**Kutipan Pilihan:**
JAKARTA, (Panjima.com) – Anggota DPR ikut bereaksi terhadap beberapa pernyataan yang dilontarkan oleh Polri. Mulai soal pengamanan pada aksi pada 4 November (411) dan 2 Desember (212) yang ikut membawa nama DPR hingga pemanggilan Bareskrim Polri terhadap anggota DPR Eko Hendro Purnomo atau yang lebih dikenal dengan Eko Patrio.
Dilansir detik. Protes itu disampaikan dalam jumpa pers yang dilakukan oleh Muhammad Syafi’i (Gerindra), Masinton Pasaribu (PDIP), Arsul Sani (PPP), dan Dossy Iskandar (Hanura). Jumpa pers dilakukan di Gedung DPR, Senayan, Jakarta, Jumat (16/12/2016).
“Pemanggilan Bareskrim Polri terhadap Anggota DPR RI Eko Hendro Purnomo bertentangan dengan Konstitusi dan Peraturan Perundang-undangan yang berlaku,” kata Syafi’i.
Syafi’i mengutip Undang-Undang No.17 tahun 2014 tentang Majelis Permusyawaratan Rakyat, Dewan Perwakilan Rakyat, Dewan Perwakilan Daerah, dan Dewan Perwakilan Rakyat Daerah (UU MD3) yang mengatur bahwa Anggota DPR tidak dapat dituntut di depan pengadilan karena pernyataan, pertanyaan dan/atau pendapat yang dikemukakannya baik secara lisan maupun tertulis di dalam rapat DPR ataupun diluar rapat DPR yang berkaitan dengan fungsi serta wewenang dan tugas DPR (hak imunitas). Dia juga berpegangan pada UU MD3 dan putusan Mahkamah Konstitusi
“Pemanggilan dan permintaan keterangan terhadap Anggota DPR harus mendapat persetujuan tertulis dari Presiden,” ungkapnya.

**Yang Diminta:**
Tulis ulang tanpa perubahan bagian dari kutipan pilihan di atas, mulai dari kata-kata yang memuat "Dilansir detik. Protes" dan berhenti setelah "Jakarta, Jumat (16/12/2016).".

**Daftar Data:**
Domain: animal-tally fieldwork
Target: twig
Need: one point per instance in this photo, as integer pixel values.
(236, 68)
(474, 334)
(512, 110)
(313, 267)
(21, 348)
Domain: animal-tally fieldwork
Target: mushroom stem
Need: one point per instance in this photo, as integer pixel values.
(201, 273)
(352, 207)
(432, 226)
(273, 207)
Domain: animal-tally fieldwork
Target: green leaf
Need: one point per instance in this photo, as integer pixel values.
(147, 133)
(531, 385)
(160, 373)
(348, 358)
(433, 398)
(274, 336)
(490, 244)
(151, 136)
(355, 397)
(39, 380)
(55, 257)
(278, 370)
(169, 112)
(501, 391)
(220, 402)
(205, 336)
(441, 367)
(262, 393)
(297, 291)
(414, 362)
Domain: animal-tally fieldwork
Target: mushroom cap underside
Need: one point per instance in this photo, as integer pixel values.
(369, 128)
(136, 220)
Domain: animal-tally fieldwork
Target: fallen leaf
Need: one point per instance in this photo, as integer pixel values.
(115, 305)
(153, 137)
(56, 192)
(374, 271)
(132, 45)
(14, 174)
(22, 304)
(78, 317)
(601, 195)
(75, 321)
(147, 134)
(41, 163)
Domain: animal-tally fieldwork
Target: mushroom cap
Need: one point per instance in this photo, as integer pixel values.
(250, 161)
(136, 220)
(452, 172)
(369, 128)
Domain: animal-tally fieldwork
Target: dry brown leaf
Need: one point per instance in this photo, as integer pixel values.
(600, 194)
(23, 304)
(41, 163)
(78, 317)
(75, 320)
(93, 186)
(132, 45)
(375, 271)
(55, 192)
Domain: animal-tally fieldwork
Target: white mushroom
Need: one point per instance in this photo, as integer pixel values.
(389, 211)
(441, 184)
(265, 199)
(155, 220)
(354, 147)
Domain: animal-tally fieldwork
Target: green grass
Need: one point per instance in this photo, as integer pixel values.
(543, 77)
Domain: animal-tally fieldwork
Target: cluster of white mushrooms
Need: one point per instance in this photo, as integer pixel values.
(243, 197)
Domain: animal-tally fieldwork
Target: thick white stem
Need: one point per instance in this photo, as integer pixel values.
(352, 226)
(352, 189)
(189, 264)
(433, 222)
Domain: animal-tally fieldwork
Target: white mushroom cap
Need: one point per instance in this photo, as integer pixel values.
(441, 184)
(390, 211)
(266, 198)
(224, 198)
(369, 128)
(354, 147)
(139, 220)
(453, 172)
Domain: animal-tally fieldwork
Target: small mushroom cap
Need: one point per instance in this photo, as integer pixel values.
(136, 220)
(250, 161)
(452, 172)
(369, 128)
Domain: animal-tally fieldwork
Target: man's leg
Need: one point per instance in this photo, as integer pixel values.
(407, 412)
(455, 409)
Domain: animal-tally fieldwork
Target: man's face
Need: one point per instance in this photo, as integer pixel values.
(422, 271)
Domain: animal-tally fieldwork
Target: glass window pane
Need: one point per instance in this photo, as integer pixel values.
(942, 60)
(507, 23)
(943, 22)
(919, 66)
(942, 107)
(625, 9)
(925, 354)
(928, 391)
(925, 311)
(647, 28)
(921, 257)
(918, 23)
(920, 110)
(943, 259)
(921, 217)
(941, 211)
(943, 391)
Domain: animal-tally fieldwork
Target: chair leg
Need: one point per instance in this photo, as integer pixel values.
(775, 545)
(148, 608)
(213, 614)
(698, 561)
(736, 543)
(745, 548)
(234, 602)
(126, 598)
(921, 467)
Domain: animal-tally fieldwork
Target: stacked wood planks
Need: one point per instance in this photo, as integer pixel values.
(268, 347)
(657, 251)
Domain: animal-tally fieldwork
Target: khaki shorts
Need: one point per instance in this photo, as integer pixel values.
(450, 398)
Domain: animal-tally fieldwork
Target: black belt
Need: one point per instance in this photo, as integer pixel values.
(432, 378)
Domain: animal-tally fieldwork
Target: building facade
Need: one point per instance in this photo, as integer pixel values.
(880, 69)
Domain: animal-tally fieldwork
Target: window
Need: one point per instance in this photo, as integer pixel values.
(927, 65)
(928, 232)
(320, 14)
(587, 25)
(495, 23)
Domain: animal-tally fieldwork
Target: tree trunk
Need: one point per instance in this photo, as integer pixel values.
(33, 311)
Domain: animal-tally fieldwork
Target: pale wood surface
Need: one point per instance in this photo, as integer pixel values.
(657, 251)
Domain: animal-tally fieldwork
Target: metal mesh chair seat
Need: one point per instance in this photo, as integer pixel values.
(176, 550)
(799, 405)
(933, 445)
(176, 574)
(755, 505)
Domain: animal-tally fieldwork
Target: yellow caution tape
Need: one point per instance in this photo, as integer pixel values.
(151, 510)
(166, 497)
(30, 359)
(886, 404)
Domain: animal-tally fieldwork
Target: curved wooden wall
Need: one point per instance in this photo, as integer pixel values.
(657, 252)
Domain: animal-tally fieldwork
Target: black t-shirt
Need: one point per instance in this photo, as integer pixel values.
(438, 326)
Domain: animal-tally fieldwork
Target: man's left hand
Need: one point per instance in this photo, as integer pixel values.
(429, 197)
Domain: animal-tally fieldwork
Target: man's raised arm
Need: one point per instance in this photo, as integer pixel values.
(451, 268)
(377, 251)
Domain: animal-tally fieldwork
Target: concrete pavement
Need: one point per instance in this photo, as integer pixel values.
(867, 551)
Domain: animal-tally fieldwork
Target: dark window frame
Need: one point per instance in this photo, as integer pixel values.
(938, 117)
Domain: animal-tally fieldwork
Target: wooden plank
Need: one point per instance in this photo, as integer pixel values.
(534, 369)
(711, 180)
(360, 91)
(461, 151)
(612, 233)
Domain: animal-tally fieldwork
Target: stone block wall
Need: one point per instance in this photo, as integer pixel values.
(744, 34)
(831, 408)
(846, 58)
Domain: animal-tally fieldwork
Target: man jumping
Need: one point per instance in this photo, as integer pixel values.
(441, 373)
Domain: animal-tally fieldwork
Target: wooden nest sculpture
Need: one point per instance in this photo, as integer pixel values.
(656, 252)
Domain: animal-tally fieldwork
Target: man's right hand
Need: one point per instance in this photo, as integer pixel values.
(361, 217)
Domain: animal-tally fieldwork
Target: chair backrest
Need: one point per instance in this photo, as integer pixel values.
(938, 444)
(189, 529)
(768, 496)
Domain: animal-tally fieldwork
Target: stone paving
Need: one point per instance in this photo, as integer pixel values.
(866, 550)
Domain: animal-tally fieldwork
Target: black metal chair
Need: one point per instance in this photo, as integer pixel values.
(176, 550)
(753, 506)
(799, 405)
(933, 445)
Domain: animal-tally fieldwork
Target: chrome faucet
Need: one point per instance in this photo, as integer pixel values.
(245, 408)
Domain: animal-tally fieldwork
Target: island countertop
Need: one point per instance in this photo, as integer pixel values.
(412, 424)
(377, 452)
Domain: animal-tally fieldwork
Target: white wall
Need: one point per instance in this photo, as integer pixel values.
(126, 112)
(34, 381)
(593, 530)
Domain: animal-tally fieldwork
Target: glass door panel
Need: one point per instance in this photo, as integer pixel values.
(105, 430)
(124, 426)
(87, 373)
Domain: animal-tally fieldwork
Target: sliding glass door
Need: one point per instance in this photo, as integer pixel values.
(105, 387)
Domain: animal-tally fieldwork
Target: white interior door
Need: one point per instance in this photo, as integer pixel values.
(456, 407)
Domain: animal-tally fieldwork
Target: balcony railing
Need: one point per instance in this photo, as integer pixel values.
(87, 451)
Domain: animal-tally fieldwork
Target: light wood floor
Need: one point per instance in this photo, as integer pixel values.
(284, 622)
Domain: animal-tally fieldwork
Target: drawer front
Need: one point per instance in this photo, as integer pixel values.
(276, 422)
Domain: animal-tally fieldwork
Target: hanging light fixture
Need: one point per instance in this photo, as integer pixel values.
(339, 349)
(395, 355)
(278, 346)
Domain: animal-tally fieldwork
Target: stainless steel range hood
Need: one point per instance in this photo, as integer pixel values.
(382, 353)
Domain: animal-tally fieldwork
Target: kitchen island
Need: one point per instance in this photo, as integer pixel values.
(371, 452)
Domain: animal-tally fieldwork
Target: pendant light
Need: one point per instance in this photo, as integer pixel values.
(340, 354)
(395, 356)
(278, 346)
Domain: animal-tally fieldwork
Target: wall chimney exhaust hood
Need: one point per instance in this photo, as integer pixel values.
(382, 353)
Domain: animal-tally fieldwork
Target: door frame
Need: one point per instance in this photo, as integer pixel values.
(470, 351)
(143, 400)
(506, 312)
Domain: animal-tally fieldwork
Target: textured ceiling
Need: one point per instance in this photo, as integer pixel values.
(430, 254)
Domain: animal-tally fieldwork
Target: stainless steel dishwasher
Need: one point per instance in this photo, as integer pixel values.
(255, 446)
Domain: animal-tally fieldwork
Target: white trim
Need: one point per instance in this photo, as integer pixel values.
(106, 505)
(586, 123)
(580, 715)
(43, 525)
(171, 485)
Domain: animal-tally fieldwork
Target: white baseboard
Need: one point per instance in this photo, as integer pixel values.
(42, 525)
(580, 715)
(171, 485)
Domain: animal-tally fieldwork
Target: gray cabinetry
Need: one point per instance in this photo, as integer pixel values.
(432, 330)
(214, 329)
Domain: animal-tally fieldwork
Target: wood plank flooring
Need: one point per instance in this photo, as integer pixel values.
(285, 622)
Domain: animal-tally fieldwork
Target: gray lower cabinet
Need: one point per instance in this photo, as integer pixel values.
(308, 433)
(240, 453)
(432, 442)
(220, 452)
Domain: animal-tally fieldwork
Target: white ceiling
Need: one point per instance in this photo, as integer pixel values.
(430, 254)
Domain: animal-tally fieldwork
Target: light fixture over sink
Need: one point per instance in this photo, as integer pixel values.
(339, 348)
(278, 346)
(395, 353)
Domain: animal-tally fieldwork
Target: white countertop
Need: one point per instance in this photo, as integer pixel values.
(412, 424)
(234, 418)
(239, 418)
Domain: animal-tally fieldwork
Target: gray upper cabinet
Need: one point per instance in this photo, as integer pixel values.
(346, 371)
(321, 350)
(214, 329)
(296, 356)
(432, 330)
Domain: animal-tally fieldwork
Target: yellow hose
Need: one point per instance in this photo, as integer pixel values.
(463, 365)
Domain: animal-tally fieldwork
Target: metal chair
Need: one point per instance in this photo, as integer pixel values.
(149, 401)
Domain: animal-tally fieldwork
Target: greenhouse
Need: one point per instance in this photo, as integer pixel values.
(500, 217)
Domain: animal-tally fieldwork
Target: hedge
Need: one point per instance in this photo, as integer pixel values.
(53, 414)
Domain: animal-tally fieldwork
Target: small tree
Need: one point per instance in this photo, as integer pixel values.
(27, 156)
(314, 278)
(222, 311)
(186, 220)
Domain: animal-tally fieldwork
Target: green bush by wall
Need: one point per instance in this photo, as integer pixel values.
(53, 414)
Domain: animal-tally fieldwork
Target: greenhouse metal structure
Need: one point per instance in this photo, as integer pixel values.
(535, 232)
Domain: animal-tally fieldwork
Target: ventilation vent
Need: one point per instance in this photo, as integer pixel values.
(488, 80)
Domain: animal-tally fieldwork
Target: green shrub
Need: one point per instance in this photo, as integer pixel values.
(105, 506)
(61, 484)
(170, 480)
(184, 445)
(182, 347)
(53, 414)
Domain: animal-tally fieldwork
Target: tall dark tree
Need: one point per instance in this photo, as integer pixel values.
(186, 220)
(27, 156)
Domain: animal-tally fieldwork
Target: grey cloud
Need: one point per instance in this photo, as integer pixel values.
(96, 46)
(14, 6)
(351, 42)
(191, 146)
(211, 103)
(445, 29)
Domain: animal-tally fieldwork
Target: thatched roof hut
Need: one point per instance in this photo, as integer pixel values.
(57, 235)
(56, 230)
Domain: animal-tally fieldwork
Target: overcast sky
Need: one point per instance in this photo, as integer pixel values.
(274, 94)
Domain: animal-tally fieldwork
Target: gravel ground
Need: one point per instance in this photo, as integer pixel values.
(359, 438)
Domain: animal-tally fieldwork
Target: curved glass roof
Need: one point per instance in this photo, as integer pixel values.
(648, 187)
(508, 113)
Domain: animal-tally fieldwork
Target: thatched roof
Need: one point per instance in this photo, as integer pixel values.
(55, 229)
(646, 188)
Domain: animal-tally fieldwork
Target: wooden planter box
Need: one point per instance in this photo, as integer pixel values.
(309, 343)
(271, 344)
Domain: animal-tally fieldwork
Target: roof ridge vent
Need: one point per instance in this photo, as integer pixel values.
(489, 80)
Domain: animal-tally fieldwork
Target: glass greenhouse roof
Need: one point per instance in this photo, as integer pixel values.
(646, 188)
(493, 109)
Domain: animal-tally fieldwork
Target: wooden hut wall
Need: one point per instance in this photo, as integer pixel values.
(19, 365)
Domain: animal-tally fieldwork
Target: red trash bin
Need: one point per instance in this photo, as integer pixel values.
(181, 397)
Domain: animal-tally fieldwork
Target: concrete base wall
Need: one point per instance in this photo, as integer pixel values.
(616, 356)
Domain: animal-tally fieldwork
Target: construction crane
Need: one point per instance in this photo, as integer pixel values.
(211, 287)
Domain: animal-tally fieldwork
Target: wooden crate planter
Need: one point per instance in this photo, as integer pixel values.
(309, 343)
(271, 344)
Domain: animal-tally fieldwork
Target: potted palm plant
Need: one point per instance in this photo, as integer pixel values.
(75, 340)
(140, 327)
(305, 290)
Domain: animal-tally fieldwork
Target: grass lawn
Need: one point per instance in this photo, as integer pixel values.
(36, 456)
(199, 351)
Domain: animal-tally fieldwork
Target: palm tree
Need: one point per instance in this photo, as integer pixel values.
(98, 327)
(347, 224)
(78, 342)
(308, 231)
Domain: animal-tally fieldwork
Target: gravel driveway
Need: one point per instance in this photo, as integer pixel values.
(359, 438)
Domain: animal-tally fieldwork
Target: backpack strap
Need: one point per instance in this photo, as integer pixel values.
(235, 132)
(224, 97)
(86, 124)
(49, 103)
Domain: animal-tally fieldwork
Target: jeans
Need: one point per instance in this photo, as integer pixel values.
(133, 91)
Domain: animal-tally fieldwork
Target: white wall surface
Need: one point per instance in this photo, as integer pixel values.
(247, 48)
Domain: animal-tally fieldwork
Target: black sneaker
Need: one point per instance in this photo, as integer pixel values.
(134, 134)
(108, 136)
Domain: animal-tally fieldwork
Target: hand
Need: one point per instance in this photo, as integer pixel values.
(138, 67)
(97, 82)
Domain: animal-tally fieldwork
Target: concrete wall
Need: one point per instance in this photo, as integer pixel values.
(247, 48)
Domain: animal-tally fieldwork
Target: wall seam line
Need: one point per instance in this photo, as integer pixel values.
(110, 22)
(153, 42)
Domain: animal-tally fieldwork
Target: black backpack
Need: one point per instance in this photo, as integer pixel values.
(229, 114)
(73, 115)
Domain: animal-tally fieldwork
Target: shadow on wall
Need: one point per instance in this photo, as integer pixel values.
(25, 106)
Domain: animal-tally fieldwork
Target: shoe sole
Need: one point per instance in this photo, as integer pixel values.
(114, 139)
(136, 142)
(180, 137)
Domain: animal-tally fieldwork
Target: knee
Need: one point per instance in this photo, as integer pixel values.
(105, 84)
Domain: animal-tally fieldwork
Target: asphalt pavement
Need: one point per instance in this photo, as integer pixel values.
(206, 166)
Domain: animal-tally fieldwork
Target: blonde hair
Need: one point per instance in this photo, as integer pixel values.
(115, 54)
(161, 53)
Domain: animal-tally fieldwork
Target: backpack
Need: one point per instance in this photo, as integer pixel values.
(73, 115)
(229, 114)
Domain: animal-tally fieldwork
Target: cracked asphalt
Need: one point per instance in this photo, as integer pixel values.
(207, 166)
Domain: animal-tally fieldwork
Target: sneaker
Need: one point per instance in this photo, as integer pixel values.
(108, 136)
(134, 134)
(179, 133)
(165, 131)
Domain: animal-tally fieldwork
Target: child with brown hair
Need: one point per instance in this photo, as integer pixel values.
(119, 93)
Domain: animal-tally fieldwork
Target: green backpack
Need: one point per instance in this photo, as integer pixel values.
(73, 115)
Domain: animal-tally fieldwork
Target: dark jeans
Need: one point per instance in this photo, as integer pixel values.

**Jawaban Berikut:**
Dilansir detik. Protes itu disampaikan dalam jumpa pers yang dilakukan oleh Muhammad Syafi’i (Gerindra), Masinton Pasaribu (PDIP), Arsul Sani (PPP), dan Dossy Iskandar (Hanura). Jumpa pers dilakukan di Gedung DPR, Senayan, Jakarta, Jumat (16/12/2016).